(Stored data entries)
--- START ---
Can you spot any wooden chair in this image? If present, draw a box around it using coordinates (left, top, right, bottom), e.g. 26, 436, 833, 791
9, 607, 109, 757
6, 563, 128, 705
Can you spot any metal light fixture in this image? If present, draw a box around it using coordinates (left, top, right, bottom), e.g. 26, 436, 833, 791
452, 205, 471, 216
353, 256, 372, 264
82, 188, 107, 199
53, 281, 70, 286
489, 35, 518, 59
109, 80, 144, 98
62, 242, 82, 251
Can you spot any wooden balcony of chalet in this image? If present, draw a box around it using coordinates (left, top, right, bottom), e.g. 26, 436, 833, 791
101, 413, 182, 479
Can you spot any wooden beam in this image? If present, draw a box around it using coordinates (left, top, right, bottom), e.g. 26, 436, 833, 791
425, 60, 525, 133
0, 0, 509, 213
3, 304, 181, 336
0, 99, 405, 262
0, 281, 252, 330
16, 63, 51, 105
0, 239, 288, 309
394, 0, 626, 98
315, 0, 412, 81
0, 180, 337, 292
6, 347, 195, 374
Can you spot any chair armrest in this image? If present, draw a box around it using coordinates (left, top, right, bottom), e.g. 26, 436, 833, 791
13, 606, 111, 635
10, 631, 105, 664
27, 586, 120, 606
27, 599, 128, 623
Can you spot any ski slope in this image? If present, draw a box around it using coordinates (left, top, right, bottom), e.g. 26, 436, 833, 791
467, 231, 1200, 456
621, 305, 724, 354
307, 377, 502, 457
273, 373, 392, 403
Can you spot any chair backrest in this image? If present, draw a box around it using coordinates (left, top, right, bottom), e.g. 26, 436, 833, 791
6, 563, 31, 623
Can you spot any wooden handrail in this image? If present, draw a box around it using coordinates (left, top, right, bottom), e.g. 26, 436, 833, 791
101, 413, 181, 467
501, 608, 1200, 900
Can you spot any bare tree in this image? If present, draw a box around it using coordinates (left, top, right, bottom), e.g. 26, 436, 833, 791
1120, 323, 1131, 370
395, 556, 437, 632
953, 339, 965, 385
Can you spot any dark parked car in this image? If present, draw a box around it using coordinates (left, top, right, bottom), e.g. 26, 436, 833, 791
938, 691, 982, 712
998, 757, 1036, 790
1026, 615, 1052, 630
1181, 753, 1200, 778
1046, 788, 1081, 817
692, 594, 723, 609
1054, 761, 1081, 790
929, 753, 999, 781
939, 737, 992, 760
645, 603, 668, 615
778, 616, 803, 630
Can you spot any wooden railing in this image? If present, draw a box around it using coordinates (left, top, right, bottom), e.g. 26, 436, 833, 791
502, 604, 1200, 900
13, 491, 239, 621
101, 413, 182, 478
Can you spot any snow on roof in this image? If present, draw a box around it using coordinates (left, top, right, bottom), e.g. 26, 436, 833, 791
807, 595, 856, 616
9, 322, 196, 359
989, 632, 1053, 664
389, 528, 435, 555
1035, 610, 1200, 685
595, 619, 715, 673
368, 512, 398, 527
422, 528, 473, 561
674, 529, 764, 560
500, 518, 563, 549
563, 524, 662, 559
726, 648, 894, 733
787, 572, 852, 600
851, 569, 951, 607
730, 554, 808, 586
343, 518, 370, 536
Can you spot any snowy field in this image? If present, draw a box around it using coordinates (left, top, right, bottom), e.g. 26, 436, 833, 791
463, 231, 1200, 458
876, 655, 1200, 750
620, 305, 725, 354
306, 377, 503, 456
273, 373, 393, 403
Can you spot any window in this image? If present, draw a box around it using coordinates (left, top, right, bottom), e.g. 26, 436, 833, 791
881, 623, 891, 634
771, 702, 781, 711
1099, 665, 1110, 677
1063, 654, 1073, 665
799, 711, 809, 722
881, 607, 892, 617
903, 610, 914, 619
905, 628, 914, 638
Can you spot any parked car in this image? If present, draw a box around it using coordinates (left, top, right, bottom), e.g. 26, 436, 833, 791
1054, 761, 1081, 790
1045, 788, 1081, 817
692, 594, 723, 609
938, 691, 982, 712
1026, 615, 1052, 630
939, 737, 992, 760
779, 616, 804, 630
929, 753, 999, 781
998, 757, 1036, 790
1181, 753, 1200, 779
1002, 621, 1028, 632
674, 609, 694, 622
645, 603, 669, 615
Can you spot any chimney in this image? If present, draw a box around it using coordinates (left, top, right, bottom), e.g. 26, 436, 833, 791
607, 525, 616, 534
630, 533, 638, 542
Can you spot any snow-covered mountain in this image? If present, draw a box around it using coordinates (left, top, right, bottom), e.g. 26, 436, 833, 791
--- END ---
:: ACTIVITY ::
Your reply should match the data above exactly, line for line.

:: ANSWER BOX ::
Can you spot any wooden chair in this image? If present, draw a box around it using coordinates (left, top, right, bottom), e.g. 26, 436, 833, 791
9, 607, 109, 757
6, 563, 128, 705
Can you spot any metal light fixture in this image? If present, draw a box around it using coordinates (left, top, right, bottom), e.g. 26, 436, 833, 791
452, 205, 471, 216
353, 256, 372, 264
82, 188, 107, 199
53, 281, 70, 286
489, 35, 518, 59
109, 80, 144, 98
62, 242, 82, 251
Can you spot any wooden balcony of chalet in this image? If present, draw a box around it using coordinates (left, top, right, bottom), e.g. 26, 436, 833, 791
101, 413, 182, 479
Can you spot any wooden beam in this image? If present, draw a box around it using coordinates (left, top, right, bottom), e.g. 26, 436, 833, 791
425, 60, 525, 133
0, 0, 509, 213
3, 304, 181, 336
0, 99, 405, 262
0, 281, 252, 330
16, 63, 51, 105
0, 239, 288, 309
394, 0, 626, 98
315, 0, 412, 81
0, 180, 337, 292
6, 347, 195, 374
Can you spot any chair armrest in this image? If present, draw a box around it using coordinates (left, top, right, bottom), e.g. 26, 436, 833, 791
13, 606, 111, 635
10, 631, 105, 664
27, 586, 120, 606
27, 599, 128, 623
Can you spot any ski slope in this image? If present, draw a box around it using coordinates (left, top, right, bottom), e.g. 26, 436, 833, 791
467, 231, 1200, 456
621, 305, 724, 354
307, 377, 502, 457
273, 373, 392, 403
Can you spot any chair backrest in this image? If present, draw a box around it using coordinates (left, top, right, bottom), e.g. 26, 436, 833, 791
6, 563, 31, 623
Can you spot any wooden handrail in this image? If present, draw a box around it using coordinates (left, top, right, bottom), e.g. 26, 436, 833, 791
101, 413, 181, 467
501, 608, 1200, 900
Can you spot any bare tree in this image? If present, draw a box around it using coordinates (left, top, right, bottom), e.g. 26, 436, 833, 791
1120, 323, 1131, 370
395, 556, 437, 632
953, 339, 965, 385
Can you spot any dark parked car in this image? If present, draw a box around it using coordinates (left, top, right, bottom), e.g. 26, 436, 833, 791
938, 691, 982, 712
998, 757, 1036, 790
1026, 615, 1052, 630
1181, 753, 1200, 778
1046, 788, 1081, 817
692, 594, 723, 609
1054, 761, 1081, 790
929, 753, 999, 781
939, 737, 992, 760
645, 603, 668, 615
778, 616, 803, 630
Can you spot any wooden railing in this image? If present, draw a box around it using coordinates (left, top, right, bottom), e.g. 26, 436, 833, 791
502, 604, 1200, 900
13, 491, 239, 621
101, 413, 182, 478
Can you spot any snow on roof in this image? If present, draw a box around it using coordinates (left, top, right, bottom), e.g. 26, 436, 833, 791
807, 595, 856, 616
9, 322, 196, 359
989, 632, 1053, 664
389, 528, 435, 555
1035, 610, 1200, 685
595, 619, 715, 673
368, 512, 398, 527
422, 528, 473, 561
674, 529, 764, 560
500, 518, 563, 549
563, 524, 662, 559
726, 648, 894, 733
787, 572, 852, 600
851, 569, 951, 607
730, 554, 808, 586
343, 518, 370, 536
Can you spot any snowy field in this image? If present, draw a box around it using coordinates (left, top, right, bottom), e.g. 26, 436, 833, 791
463, 231, 1200, 458
876, 655, 1200, 750
620, 305, 725, 354
306, 377, 503, 456
273, 373, 393, 403
Can you spot any window in this image? If present, draw a box around it using coordinates (left, top, right, bottom), e.g. 26, 436, 833, 791
881, 623, 891, 634
771, 702, 781, 711
1099, 665, 1110, 677
1063, 654, 1073, 665
799, 711, 809, 722
881, 607, 892, 617
903, 610, 914, 619
905, 628, 914, 638
Can you spot any parked car in this image? If present, draw a box around it using coordinates (left, top, right, bottom), e.g. 26, 436, 833, 791
1054, 761, 1081, 790
1045, 788, 1081, 817
692, 594, 723, 609
938, 691, 982, 712
1026, 615, 1052, 630
939, 737, 992, 760
779, 616, 804, 630
929, 753, 999, 781
998, 757, 1036, 790
1181, 753, 1200, 779
1002, 621, 1028, 632
674, 609, 694, 622
645, 603, 669, 615
Can you spot any chimney in this image? If present, draw a box around it using coordinates (left, top, right, bottom), e.g. 26, 436, 833, 791
607, 525, 616, 534
630, 533, 638, 542
Can you spot any snow-covered mountain in this image? If present, draw a box around it using coordinates (left, top, right, bottom), e.g. 26, 436, 833, 791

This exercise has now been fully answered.